- Apply what you read
A. Answer these questions about the journal text, one per line:
(i) According to what the writer has read, what do women over 35 have a higher chance of having?
(ii) What event was held at Little Man's school last night?
(iii) At what time did the writer go to bed last night?
B. Extend the journal text past its final line, keeping the writer's voice.

- Reading text
=== Begin Enclosure ===
I am grieving, essentially, for the death of a dream.

Or has the dream really died?

Even though I have one slim hope, which is probably ridiculous, I'll tell you what it is.

I have read that women over 35 have a higher chance of having fraternal twins. So, if that's the case then MAYBE I was one of those women with two embryos. And maybe I lost one but still am carrying one.

Also, T. has said that if I want to try again that we can.

I have a lot to think about.

And I still cling to a shred of hope that the ultrasound will show me that I still have a baby to be born even though, logically, I think it's over.

I'm sorry, baby.

I never got to know you.

Sleep

I was very tired yesterday.

I had a hard time getting to sleep Monday night and Tuesday I had a headache and was nauseous all day.

It was "Fun Fair" at Little Man's school last night so I laid down for a nap before we went and I was solidly asleep. When T. came to wake me, he really scared me because I was so deeply asleep.

I went to bed last night at 10 p.m. and was right out almost immediately. Was woken up by a late-night call from H. about some confidential matters and then was back asleep again until 7:30 this morning.

Have a lesser headache today, on the left side of my head rather than my more intense headache on my right side yesterday.

At a cracker in bed before I got up.

Have kind of a metallic taste in my mouth, even after brushing my teeth this morning...
=== End Enclosure ===
Entries taken from a collection:
=== Begin Enclosure ===
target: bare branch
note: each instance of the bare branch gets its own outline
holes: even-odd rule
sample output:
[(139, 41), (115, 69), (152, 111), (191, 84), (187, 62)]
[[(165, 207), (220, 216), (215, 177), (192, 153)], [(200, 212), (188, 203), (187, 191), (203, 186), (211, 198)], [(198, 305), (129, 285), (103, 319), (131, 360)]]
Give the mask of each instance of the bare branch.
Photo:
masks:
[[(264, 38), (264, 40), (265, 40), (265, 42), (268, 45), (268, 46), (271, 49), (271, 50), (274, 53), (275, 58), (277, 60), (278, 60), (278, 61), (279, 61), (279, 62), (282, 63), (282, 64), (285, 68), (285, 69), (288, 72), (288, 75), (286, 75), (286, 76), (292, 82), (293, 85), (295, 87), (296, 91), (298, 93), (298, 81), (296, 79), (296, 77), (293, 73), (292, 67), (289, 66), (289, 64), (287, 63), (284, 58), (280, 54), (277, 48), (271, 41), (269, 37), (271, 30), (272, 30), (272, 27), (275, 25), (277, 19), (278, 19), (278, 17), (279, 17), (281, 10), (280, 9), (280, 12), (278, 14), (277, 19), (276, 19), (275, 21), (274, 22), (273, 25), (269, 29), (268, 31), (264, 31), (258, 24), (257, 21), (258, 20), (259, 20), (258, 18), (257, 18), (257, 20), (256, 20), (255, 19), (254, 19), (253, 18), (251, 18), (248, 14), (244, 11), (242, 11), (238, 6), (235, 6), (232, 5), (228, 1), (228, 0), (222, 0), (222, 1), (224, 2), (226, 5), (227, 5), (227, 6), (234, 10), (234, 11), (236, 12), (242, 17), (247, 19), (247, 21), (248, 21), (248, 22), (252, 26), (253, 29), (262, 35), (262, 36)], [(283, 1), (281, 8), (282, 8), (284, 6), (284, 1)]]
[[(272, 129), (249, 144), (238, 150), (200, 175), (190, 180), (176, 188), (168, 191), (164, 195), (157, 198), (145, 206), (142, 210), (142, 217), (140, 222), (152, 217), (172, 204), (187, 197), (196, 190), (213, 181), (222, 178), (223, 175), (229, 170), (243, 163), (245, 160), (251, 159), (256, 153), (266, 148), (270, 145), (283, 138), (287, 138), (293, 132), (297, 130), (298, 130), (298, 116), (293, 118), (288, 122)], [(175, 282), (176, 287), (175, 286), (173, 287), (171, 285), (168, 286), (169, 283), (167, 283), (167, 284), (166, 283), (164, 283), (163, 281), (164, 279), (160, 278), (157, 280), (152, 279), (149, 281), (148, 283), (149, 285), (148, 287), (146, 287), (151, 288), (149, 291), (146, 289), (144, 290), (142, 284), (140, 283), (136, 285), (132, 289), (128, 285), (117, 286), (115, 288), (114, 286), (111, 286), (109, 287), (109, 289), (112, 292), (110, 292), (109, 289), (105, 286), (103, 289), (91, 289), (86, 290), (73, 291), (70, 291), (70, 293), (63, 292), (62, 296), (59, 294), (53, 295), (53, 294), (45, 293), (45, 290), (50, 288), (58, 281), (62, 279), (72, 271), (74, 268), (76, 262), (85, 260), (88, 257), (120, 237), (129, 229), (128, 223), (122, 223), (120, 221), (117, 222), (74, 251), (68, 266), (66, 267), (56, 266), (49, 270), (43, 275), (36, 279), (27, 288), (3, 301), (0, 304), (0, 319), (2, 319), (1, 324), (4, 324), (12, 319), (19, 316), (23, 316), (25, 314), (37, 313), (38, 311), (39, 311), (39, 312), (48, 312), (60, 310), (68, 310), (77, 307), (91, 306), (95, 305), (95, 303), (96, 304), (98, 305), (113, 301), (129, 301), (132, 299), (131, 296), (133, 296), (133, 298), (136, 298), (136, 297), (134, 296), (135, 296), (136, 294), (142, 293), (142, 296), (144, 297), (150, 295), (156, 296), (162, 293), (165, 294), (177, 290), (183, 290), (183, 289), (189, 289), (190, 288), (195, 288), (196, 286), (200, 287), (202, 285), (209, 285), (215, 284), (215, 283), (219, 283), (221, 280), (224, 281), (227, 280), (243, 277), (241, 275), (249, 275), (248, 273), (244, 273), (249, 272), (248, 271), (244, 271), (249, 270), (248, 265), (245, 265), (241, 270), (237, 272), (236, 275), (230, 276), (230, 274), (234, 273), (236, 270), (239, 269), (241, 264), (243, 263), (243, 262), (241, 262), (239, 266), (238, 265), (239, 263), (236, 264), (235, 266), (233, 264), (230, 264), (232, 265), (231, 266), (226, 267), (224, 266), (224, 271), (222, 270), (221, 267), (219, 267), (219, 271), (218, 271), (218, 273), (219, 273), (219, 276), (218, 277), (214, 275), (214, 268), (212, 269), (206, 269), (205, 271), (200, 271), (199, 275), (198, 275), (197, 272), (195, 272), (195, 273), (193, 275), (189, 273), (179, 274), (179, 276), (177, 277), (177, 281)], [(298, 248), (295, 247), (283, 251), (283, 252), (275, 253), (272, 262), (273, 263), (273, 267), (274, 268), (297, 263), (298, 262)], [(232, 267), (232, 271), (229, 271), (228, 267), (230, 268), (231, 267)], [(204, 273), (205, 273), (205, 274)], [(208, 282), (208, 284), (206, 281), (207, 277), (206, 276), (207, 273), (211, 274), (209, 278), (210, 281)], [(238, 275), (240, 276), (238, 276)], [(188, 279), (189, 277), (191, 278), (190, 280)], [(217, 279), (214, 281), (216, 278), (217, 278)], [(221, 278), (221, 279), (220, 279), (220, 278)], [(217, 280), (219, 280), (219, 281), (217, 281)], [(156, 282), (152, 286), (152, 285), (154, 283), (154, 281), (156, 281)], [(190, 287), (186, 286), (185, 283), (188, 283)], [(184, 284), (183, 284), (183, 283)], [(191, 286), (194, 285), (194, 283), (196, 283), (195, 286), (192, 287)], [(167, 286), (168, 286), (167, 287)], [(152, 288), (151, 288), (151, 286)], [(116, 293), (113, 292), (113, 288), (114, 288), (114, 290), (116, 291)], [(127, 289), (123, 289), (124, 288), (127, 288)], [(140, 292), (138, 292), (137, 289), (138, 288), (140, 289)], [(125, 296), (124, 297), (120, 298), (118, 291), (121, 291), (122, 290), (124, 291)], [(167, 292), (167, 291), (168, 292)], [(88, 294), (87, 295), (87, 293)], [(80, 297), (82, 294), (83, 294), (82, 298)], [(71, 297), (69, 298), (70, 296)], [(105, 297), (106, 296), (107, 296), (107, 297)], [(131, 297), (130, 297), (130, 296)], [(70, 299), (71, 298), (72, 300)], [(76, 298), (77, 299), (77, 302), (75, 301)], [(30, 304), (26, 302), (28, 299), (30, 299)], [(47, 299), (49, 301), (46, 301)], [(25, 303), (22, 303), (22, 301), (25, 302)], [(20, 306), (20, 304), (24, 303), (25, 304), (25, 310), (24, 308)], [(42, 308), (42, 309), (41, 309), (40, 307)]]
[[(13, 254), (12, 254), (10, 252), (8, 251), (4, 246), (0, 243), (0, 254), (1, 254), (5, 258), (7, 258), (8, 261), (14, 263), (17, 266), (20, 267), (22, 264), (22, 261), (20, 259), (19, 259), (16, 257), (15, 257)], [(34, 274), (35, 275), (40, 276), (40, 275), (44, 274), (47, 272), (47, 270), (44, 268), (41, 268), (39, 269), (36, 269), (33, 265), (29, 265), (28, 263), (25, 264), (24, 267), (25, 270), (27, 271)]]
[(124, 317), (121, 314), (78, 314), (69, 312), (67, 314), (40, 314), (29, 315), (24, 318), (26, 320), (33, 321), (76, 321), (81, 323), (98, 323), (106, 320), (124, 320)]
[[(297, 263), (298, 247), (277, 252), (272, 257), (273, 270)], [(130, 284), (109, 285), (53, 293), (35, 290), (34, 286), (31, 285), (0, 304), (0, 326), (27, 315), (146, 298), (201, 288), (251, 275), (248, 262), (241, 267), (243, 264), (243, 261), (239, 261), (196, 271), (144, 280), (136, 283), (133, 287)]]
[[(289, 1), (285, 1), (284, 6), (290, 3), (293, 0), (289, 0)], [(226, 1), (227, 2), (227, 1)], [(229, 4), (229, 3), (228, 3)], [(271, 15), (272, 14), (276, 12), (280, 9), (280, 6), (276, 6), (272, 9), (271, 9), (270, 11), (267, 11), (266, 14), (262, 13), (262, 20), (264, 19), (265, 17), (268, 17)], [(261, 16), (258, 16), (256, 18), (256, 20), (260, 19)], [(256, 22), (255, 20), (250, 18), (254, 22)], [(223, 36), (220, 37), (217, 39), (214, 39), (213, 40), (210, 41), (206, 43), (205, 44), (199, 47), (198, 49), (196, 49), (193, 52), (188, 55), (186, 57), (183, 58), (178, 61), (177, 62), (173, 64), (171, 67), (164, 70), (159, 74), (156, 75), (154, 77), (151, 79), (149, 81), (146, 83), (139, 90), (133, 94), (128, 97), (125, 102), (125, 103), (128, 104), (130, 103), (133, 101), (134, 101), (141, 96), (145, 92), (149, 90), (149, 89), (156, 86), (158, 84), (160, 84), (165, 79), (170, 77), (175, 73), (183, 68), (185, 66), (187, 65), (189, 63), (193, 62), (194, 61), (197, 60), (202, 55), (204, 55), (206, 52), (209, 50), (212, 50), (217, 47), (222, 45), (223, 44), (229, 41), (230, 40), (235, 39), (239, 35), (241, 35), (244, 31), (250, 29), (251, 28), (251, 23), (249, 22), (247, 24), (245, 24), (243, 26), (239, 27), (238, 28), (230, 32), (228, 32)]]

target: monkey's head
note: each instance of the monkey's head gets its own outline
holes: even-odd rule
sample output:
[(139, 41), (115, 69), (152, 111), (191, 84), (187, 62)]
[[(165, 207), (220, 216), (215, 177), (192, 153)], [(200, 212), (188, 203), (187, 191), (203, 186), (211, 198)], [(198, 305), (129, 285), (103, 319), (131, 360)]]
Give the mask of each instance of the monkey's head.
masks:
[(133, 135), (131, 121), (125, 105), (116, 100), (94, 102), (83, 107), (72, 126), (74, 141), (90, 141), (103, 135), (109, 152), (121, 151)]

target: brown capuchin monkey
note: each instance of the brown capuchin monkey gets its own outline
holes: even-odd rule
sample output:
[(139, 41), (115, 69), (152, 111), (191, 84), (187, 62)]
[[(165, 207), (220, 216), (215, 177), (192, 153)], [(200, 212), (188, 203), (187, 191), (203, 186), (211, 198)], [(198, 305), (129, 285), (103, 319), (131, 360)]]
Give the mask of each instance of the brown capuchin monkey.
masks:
=== End Enclosure ===
- Numbered responses
A.
(i) Fraternal twins
(ii) "Fun Fair"
(iii) 10 p.m.

B.
Working today, for 3 hrs. Hope all goes well.

T. is making me some peppermint tea to start off my morning.

Tuesday, June 9, 2009

Appointments

Dr. K. - July 13th at 2 p.m.

Pre-birth clinic at GRH - Aug 11th at 12:45 p.m. *must pick up paperwork beforehand*

Dr. C (OBGYN) - Aug 12th (must call and double-check the time)

Breakfast

Feeling a little nauseated this morning, but I think it is from my weather-related headache.

Am eating a banana and having some herbal peppermint tea.

Earlier I had 2 saltine crackers.

I am going to follow this with a slice of whole wheat toast.

The news

Yesterday I did 4 pregnancy tests.

The digital one had an error but the other 3 all showed faint 2nd lines. And the boxes indicated that the 2nd line meant pregnancy.

Then I went to my DR and did another test.

Same result.

So here I am, pregnant at 36.

I'm happy, I'm scared, I'm hopeful.

Due to my age, my weight (259 lbs) and complications I had when I had my son almost 7 years ago, I am not sure what to think about it all.

My nerves make it advisable to try and stay calm and keep my thoughts in the middle of the road.

It's obviously early in my pregnancy. Judging by when I had my last period, and using cyclespages.com I was probably most fertile around May 21.

Now let's keep in mind that this pregnancy is a surprise. We were not planning on having another baby, even though we had the desire to, due to our ages and financial state but we had discussed if we ever were to be "surprised" that, so long as the DR felt it would be safe for me to continue a pregnancy that we would be parents again.

The strange thing is that I haven't "felt" pregnant whereas I have in the past very early on.

The only possible signs (that don't crossover into the PMS category) started on Saturday night/Sunday... an increased need to urinate with smaller amounts, major itchiness of the skin on my legs and stomach and sleep disorder/disruption.

Yes, my breasts have been a bit sore, but that's normal for me when I am expecting my period and I was having cramps (normal for me) as well as lower back cramps (abnormal unless it's during menstruation).

But much to my surprise, I am actually pregnant.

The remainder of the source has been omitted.